# EXCERPT TO READ

● ● ● ●

Safety & guardrails
How the wallet keeps you in control
The design principle is simple: the agent can plan, but only you can execute, and you only ever sign something that has been checked and simulated. Here is what stands between a request and your funds.
⚠ Beta — not yet audited
The connectors that move funds have not been externally audited. This is experimental software running on BNB Chain mainnet. Use small amounts you can afford to lose. You are always in self-custody, but unaudited code can still contain bugs.
You are always the signer
The agent never holds your keys and never broadcasts transactions on your behalf. It produces semantic actions only — it cannot produce final calldata. The wallet turns those into a transaction that your own wallet must sign. There are no session keys or delegated signing: every action needs a fresh signature from you.
Plan → encode → check → simulate → sign
Between your request and your signature, the wallet runs a fixed pipeline:
- Plan. The agent emits semantic actions.
- Encode. A deterministic backend expands them into atomic primitive steps and encodes canonical calldata — the single source of truth, not the LLM.
- Check. Policy guardrails run (below). A failed check blocks signing.
- Simulate. The whole bundle is run against live chain state with
eth_simulateV1; you see the balance deltas and resulting position contents. - Sign. Only then does it reach your wallet, as one atomic transaction.

● ● ● ●

# ACTIVITIES
[A] In the wallet safety text, what happens when a policy guardrail check fails?
[B] Please continue the text on wallet safety and guardrails from where it stops.

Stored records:
● ● ● ●

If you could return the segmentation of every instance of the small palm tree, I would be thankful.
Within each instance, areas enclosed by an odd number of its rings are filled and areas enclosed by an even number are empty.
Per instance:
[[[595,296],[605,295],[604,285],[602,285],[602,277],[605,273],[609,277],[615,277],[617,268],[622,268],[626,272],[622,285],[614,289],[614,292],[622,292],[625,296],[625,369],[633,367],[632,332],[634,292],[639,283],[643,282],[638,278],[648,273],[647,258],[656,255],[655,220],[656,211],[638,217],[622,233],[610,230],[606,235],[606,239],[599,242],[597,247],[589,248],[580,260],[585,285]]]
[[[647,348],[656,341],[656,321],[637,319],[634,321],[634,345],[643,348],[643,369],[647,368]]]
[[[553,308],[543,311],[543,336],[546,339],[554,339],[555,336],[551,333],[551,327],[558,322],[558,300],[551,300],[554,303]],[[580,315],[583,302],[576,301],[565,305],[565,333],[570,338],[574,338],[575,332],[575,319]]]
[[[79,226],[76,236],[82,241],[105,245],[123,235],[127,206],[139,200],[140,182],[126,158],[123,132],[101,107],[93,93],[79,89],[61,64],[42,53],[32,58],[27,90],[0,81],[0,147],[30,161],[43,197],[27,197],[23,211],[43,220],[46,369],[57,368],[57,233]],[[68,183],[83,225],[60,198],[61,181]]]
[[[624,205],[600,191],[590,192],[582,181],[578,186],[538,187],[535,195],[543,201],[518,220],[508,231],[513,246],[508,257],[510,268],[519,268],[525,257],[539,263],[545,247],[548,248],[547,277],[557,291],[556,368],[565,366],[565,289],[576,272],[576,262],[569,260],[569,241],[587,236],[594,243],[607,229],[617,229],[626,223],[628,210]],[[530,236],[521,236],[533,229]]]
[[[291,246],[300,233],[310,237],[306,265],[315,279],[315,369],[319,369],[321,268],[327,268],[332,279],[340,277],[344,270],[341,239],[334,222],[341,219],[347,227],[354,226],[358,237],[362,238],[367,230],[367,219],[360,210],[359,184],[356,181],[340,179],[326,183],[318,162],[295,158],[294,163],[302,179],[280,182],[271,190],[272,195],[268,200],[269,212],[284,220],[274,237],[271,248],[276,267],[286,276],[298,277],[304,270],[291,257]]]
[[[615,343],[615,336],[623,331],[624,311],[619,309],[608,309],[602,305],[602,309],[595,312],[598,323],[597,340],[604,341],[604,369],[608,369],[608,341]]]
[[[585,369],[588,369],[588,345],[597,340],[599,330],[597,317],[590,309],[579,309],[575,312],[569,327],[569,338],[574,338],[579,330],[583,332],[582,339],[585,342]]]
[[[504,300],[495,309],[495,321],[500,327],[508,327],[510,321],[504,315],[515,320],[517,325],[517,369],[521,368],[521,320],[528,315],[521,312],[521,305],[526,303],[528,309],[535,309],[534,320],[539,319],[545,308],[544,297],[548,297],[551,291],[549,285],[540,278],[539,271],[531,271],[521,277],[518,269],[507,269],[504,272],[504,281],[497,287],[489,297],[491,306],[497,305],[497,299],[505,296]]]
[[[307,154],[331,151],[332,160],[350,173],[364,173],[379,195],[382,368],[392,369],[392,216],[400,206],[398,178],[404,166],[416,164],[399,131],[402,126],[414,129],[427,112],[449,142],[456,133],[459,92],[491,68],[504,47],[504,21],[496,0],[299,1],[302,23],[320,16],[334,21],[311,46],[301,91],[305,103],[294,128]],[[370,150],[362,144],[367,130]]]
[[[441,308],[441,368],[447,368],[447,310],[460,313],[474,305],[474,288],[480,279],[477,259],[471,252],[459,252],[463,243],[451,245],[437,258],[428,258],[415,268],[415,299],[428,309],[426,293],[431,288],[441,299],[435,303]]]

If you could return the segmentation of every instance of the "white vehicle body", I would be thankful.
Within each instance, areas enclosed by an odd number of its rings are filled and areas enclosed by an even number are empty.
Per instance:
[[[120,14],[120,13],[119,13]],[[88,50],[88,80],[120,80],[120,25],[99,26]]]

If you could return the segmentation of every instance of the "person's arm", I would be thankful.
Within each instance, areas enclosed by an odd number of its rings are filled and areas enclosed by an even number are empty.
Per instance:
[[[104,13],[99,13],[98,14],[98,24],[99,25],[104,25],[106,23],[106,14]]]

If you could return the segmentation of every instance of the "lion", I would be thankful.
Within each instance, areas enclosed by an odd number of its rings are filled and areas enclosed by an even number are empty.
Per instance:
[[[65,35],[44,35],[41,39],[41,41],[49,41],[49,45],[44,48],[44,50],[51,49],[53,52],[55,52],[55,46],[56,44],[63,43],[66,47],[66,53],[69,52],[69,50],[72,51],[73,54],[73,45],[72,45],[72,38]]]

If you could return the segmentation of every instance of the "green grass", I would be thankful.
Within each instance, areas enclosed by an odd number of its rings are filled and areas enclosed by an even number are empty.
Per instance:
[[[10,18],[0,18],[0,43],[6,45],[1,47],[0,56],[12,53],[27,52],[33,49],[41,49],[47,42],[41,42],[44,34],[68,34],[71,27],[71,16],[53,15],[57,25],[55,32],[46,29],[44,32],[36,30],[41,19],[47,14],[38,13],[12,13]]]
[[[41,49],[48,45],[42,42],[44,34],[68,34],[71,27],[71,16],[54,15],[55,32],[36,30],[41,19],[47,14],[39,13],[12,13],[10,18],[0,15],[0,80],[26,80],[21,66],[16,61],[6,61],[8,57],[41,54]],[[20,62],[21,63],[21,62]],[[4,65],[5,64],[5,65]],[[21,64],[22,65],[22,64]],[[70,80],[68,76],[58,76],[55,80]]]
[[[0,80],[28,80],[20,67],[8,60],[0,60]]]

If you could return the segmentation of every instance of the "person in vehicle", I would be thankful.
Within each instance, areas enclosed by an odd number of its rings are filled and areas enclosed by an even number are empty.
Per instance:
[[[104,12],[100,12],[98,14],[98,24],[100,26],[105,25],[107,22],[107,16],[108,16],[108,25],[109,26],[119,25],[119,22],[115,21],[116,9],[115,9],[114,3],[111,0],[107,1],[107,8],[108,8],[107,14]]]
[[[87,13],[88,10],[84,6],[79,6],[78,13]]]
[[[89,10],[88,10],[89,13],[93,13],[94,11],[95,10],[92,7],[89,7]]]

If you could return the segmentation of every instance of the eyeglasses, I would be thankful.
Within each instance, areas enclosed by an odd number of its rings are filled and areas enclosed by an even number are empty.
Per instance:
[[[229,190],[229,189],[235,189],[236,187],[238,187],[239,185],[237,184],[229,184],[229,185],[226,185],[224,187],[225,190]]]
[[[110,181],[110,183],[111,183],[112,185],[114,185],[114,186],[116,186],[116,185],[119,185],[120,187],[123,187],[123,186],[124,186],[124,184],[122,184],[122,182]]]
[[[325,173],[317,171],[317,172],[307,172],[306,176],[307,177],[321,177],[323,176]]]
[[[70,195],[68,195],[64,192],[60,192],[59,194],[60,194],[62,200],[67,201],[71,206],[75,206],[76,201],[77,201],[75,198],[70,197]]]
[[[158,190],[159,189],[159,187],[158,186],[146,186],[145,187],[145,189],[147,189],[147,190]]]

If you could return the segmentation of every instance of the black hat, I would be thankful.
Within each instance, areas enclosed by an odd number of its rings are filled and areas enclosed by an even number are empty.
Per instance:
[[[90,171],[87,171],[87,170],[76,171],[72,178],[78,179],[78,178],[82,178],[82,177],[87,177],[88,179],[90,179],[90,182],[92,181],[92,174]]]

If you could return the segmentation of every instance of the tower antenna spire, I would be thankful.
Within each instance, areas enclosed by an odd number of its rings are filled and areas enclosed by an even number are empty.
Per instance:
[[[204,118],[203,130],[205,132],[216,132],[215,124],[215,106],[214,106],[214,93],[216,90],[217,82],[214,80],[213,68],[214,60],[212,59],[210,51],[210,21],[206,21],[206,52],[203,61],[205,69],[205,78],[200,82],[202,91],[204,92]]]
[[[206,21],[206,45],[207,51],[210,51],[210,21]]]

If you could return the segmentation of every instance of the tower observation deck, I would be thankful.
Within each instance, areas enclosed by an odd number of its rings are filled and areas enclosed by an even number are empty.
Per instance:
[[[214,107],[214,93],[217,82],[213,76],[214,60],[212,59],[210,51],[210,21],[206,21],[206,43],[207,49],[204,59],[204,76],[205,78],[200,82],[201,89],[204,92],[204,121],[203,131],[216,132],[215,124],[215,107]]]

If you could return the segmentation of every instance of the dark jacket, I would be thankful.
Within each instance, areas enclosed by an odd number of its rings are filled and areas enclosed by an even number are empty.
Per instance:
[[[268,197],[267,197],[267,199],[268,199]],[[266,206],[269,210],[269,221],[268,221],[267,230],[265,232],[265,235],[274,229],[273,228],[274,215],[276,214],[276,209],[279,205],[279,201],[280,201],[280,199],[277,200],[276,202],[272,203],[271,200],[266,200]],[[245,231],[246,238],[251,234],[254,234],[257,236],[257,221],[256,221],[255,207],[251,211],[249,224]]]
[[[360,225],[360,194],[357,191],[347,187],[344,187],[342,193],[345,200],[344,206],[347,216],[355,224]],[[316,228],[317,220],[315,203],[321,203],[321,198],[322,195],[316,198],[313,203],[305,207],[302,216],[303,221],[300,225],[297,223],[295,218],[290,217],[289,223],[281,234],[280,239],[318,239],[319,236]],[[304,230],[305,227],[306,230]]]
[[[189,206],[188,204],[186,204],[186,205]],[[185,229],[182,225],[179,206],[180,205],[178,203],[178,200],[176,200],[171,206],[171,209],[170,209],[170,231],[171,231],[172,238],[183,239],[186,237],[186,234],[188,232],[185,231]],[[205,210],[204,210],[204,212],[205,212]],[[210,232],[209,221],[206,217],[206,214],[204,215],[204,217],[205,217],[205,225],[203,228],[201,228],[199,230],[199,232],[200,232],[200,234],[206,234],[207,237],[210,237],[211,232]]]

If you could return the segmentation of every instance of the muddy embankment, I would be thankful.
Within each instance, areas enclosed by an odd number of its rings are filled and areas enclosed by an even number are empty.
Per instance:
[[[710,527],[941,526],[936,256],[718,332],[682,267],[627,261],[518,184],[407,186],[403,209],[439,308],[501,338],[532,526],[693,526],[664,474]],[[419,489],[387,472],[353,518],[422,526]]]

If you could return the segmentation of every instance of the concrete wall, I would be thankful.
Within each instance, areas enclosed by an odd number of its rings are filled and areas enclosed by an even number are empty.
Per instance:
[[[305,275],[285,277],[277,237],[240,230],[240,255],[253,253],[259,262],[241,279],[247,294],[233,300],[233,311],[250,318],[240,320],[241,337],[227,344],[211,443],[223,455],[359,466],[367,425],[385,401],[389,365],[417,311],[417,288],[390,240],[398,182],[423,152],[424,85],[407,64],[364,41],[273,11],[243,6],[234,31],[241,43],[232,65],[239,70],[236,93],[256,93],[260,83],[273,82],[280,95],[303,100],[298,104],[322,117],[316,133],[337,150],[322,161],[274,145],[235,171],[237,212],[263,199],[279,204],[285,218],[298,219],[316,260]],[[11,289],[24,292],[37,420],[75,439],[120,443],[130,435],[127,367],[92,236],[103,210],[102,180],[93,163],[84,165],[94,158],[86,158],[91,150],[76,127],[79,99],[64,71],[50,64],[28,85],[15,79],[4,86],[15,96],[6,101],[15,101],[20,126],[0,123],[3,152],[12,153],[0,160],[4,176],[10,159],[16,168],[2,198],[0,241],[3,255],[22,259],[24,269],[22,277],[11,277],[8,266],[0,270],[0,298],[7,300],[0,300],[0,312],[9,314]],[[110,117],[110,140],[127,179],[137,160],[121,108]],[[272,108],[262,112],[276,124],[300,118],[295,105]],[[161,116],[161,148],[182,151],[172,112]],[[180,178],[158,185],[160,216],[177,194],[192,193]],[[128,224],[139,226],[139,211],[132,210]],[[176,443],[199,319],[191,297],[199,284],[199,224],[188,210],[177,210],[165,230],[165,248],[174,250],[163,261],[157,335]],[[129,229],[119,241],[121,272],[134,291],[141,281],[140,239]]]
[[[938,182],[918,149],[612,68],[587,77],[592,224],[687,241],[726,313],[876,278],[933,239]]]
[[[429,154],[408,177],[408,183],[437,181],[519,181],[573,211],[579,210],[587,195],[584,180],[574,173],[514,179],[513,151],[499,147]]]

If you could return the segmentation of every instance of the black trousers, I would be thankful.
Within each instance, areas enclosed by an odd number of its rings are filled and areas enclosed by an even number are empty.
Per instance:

● ● ● ●

# ANSWER LIST
[A] A failed check blocks signing.

[B]
Policy guardrails
Every bundle must pass these checks before it can be signed:
| Contract allowlist | Every call target must be your own account or a known Topaz contract. Anything else is rejected. |
|---|---|
| Connector allowlist | The multicall and every primitive connector must be configured and match the on-chain registry — the single security boundary for what code the account will run. |
| Slippage bounds | Swaps are capped at 5% (500 bps). Defaults are 1.5% for a plain swap and 3% for mid-flow ratio swaps (zap, rebalance, compound, single-token exit); you can override within the cap. |
| On-chain slippage | Runtime-sized swaps are additionally bounded on-chain by the pool's spot price and your slippage tolerance, so a step can't be sandwiched beyond the limit. |
| Deadline bounds | Transactions carry a deadline (default ~10 minutes), bounded to between 30 seconds and 30 minutes, so a stale bundle can't execute much later. |
| Stranded-funds guard | A bundle that frees funds must either sweep them back to your wallet or explicitly acknowledge keeping them in the account — funds are never left stranded by accident. |
| Amount sanity & cap | The native BNB attached must match the steps that consume it, and stays within a configured per-transaction cap. |
| Kill switch | Execution can be globally disabled by an operator flag if something looks wrong. |
On-chain protections
The account contract itself adds defense in depth:
- Owner-only execution — only your wallet can trigger any action.
- Registry-gated connectors— the account refuses to run any code that isn't an allowlisted connector, checked on every call.
- Reentrancy guard and nonce — entry points are reentrancy-protected and the execution nonce prevents replay.
- All-or-nothing batches — if any step in a batch reverts, the entire transaction reverts.
Current limitations
- Not audited. An external security audit of the connector / execution surface is pending before real funds at scale.
- No automation. There are no session keys, recurring jobs, or saved strategies yet — you sign each action as you make it.
- Migration scope. Bringing in existing positions currently covers concentrated-liquidity NFTs, not v2 LP.